**Given instruction:** Copy the records below word for word, keeping every line.

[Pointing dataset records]

============

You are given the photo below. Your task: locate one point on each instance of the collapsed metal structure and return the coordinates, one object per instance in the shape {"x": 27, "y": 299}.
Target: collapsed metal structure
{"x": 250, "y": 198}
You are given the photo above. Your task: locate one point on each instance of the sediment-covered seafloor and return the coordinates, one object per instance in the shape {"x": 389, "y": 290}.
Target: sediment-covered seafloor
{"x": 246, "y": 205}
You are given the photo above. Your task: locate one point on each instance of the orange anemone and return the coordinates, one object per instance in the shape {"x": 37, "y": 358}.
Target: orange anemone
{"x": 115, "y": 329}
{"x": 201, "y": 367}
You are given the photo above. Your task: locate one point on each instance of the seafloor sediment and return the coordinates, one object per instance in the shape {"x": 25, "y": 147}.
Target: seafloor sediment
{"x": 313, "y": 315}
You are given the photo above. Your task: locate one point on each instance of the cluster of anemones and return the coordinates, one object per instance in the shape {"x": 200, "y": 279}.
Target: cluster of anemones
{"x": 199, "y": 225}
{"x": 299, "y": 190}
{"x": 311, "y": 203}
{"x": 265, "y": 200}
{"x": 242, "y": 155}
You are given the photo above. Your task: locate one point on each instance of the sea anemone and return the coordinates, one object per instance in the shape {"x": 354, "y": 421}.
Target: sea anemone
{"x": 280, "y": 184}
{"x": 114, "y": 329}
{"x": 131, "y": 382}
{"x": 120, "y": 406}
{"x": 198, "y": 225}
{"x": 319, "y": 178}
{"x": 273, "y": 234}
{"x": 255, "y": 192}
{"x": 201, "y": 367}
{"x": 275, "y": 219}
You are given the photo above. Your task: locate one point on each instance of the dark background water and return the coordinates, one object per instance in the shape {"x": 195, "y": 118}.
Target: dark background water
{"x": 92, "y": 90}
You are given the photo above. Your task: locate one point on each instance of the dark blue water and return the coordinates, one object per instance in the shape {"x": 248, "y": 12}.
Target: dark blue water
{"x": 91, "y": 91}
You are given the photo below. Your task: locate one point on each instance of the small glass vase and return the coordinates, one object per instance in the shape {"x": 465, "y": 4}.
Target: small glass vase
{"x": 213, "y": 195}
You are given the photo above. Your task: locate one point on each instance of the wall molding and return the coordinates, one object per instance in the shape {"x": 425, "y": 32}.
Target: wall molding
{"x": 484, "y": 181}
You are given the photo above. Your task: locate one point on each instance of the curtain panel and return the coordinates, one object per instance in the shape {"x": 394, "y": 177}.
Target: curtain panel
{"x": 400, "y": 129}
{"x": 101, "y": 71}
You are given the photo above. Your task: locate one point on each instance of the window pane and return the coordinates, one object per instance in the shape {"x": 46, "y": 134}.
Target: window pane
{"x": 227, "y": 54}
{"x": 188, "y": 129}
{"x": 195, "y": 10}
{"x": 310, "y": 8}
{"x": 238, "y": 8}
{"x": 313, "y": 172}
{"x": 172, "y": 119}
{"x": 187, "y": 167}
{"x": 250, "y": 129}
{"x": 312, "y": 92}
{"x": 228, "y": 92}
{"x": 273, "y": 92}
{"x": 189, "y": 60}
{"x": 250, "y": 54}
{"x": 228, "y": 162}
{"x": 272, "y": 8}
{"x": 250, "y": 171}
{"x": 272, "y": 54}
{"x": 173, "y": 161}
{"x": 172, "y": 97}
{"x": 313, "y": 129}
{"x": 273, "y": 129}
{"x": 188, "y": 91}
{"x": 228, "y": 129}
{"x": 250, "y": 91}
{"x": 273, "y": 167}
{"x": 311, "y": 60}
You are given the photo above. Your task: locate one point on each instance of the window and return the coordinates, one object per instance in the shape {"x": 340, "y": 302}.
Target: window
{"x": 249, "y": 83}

============

**Written response:**
You are given the photo below. Your task: locate one point on each instance of the collapsed metal structure and return the coordinates, one object per instance in the shape {"x": 27, "y": 299}.
Target: collapsed metal structure
{"x": 250, "y": 198}
You are given the photo above. Your task: locate one point on each instance of the sediment-covered seafloor and return the coordinates, one object per instance in the shape {"x": 389, "y": 290}.
Target: sediment-covered seafloor
{"x": 246, "y": 205}
You are given the photo above. Your task: locate one point on each instance of the orange anemone and return the coordinates, one object per instance in the shape {"x": 37, "y": 358}.
Target: orange anemone
{"x": 115, "y": 329}
{"x": 201, "y": 367}
You are given the photo above. Your task: locate one point on each instance of the seafloor sediment and return the coordinates, one object per instance in the shape {"x": 25, "y": 147}.
Target: seafloor sediment
{"x": 313, "y": 315}
You are given the photo above. Your task: locate one point on each instance of the cluster of anemones and return the coordinates, one object per instance in the shape {"x": 200, "y": 279}.
Target: cluster of anemones
{"x": 199, "y": 225}
{"x": 299, "y": 190}
{"x": 311, "y": 203}
{"x": 265, "y": 200}
{"x": 242, "y": 155}
You are given the photo above. Your task: locate one point on each instance of the sea anemone and return the coordinates, one object per instance in the shape {"x": 354, "y": 421}.
Target: sea anemone
{"x": 280, "y": 184}
{"x": 114, "y": 329}
{"x": 131, "y": 382}
{"x": 120, "y": 406}
{"x": 198, "y": 225}
{"x": 319, "y": 178}
{"x": 273, "y": 234}
{"x": 255, "y": 192}
{"x": 201, "y": 367}
{"x": 275, "y": 219}
You are given the photo above. Your task: locate one point on each instance of the dark background water and return the coordinates, one object per instance in the shape {"x": 195, "y": 118}.
Target: dark background water
{"x": 92, "y": 90}
You are given the photo above. Your task: locate one point on each instance of the dark blue water and return the coordinates, one object per instance in the shape {"x": 248, "y": 12}.
Target: dark blue water
{"x": 91, "y": 91}
You are given the photo below. Your task: locate one point on each instance of the small glass vase and return the coordinates, one object per instance in the shape {"x": 465, "y": 4}.
Target: small glass vase
{"x": 213, "y": 195}
You are given the photo above. Your task: locate one point on each instance of the wall molding and return the coordinates, one object per instance in the shape {"x": 425, "y": 32}.
Target: wall molding
{"x": 484, "y": 181}
You are given the photo above. Your task: locate one point on each instance of the curtain panel and return the coordinates, one object per instance in the shape {"x": 394, "y": 177}.
Target: curtain panel
{"x": 400, "y": 129}
{"x": 101, "y": 71}
You are given the photo above. Your task: locate one point on each instance of the window pane and return the coordinates, one object per instance in the shape {"x": 46, "y": 134}.
Target: window pane
{"x": 227, "y": 54}
{"x": 188, "y": 129}
{"x": 195, "y": 10}
{"x": 310, "y": 8}
{"x": 238, "y": 8}
{"x": 313, "y": 172}
{"x": 172, "y": 119}
{"x": 187, "y": 167}
{"x": 250, "y": 129}
{"x": 312, "y": 92}
{"x": 228, "y": 92}
{"x": 273, "y": 92}
{"x": 189, "y": 60}
{"x": 250, "y": 54}
{"x": 228, "y": 162}
{"x": 272, "y": 8}
{"x": 250, "y": 171}
{"x": 272, "y": 54}
{"x": 173, "y": 161}
{"x": 172, "y": 97}
{"x": 313, "y": 129}
{"x": 273, "y": 129}
{"x": 188, "y": 91}
{"x": 228, "y": 129}
{"x": 250, "y": 91}
{"x": 273, "y": 167}
{"x": 311, "y": 60}
You are given the photo above. Your task: locate one point on each instance of the window and return the coordinates, one object per instance in the shape {"x": 340, "y": 302}.
Target: window
{"x": 249, "y": 83}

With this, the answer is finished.